◆ Task item: Could you pick up the news article about recreating the Marconi radio broadcast and continue it from its final sentence?

◆ Reading passage:
BEGIN

Marconi radio broadcast that 'changed the world' to be recreated
An opera singer is to recreate the first-ever live worldwide radio broadcast by a professional performer, exactly 100 years on.
World-famous soprano Dame Nellie Melba made her historic broadcast from a disused packing shed on Marconi's site in Chelmsford, Essex, on 15 June 1920.
Acclaimed singer Anna Steiger is to recreate Dame Nellie's performance in the city.
"It's hard to imagine. It must have been incredible," she said.
Historian Tim Wander said Dame Nellie's broadcast was "the moment the world changed".
Key figures involved helped set up the BBC two years later.
Radio pioneer Guglielmo Marconi came to Chelmsford in 1898, at first developing machines to send messages via Morse code for ship and transatlantic communication.
After World War One, Marconi's engineers started looking at broadcasting voices and entertainment.
Mr Wander, author of From Marconi to Melba, said Daily Mail newspaper baron Viscount Northcliffe decided to sponsor the first-ever live professional performance.
"When Dame Nellie was first asked, she did not want to do it. She said 'My voice is not a subject for experimentation'," he said.

END

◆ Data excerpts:
BEGIN

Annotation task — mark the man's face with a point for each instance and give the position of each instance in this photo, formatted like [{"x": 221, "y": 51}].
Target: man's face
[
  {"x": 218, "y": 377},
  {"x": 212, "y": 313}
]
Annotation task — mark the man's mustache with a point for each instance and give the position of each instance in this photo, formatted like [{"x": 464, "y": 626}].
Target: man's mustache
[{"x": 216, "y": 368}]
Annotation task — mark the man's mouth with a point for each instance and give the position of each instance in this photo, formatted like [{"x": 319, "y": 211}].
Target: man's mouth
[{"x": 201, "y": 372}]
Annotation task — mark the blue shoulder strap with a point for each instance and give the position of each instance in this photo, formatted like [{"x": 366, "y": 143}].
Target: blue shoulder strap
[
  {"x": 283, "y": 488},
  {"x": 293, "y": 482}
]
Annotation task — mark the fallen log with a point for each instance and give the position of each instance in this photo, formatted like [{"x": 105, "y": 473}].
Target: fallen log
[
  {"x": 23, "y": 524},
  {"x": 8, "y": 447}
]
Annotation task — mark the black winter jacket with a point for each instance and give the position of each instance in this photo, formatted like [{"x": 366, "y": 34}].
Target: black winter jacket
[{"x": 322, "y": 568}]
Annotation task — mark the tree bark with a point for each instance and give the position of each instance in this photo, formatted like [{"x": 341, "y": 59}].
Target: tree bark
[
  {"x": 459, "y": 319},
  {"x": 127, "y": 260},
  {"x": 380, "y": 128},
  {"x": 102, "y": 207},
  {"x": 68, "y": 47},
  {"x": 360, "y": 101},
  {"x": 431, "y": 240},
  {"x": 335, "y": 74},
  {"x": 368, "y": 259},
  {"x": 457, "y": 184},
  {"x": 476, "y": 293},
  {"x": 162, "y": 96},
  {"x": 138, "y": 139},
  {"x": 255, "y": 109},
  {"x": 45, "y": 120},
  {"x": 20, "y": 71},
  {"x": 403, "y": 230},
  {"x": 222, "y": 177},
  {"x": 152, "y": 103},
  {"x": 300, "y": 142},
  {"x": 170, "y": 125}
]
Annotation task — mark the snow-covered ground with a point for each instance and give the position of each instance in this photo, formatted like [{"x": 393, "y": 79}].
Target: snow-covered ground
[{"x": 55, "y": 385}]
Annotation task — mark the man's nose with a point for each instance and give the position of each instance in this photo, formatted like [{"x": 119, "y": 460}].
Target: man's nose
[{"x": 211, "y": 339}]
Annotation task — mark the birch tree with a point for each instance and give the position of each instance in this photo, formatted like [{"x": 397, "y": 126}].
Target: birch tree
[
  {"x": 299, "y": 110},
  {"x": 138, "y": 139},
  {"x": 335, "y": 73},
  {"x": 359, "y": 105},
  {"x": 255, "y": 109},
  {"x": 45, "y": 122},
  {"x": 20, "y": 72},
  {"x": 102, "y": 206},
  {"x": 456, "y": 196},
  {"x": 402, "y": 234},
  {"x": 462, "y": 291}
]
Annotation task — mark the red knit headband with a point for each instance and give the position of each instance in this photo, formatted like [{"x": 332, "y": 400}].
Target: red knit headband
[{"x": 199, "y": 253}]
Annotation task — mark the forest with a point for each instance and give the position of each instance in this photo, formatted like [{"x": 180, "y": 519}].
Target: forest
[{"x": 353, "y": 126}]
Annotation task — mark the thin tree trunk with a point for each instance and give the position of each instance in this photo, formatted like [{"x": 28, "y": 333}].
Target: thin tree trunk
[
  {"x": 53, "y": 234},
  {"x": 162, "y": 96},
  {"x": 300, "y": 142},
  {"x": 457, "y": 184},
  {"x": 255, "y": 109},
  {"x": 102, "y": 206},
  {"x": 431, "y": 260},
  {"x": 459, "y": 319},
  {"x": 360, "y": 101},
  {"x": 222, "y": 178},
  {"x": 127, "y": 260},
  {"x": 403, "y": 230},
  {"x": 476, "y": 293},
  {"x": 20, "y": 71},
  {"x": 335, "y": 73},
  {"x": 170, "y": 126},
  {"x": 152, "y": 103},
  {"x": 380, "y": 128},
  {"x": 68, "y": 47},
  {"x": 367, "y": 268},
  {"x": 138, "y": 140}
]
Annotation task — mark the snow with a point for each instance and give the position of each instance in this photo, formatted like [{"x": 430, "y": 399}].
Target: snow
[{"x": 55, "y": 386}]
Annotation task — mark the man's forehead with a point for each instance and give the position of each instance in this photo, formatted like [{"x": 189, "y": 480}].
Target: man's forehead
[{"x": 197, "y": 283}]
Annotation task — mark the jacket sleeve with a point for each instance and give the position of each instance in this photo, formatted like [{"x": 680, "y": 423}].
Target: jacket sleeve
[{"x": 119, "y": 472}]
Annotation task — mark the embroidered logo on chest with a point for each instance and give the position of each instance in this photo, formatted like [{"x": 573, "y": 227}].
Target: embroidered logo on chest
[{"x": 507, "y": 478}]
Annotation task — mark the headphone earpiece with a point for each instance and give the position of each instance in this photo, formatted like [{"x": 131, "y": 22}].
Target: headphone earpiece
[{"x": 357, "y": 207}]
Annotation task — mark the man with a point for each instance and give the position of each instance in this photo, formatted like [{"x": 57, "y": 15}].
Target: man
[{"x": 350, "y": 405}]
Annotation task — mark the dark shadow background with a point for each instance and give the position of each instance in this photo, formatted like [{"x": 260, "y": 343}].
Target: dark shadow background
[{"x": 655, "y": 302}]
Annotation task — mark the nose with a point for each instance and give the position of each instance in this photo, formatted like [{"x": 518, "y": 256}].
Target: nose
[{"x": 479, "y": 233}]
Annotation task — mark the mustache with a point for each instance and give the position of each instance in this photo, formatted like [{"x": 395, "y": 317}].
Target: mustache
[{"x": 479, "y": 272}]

END

◆ Answer for this exercise:
"But then Northcliffe offered her £1,000 [about £45,000 today] - not bad for 20 minutes of singing - then she agreed."
When Arthur Burrows, Marconi's head of publicity, showed Dame Nellie, then 59, the 450ft (137m) radio masts, she is reputed to have said: "Young man, if you think I am going to climb up there, you are greatly mistaken."
Marconi celebrations
- BBC Essex is broadcasting a Marconi Special on Monday from 18:00 to 22:00 BST, including a live link-up with Chelmsford Civic Theatre where Anna Steiger will recreate the historic performance at 19:10 BST
- Alan Pamphilon has produced a virtual walking tour from Marconi's first factory in Hall Street to his second premises at New Street
Mr Wander said: "She was heard all over the world, in Sweden and France and Germany. and even the Royal Flying Corps in Iran heard her clearly.
"You can't imagine the impact it had. In Paris the signal was so good that in the Champs-Elysses they broadcast it and people were dancing in the streets.
"When Dame Nellie realised her voice had been heard by thousands and thousands of people, she said: 'But they haven't bought a ticket or bought a record.' All the people were listening for free."
Alan Pamphilon, who has led history walks around Chelmsford, said young people using mobile phones today did not realise they stemmed from Marconi's work in Chelmsford.
"The city is where the electronic age started," he said.
Mr Wander and Felicity Fair Thompson have co-written a play about the broadcast, originally intended to be staged at Chelmsford Civic Theatre as part of the Essex 2020 festival.
But due to the Covid-19 lockdown, it has been turned into a radio play, to be live-streamed with a performance by Steiger.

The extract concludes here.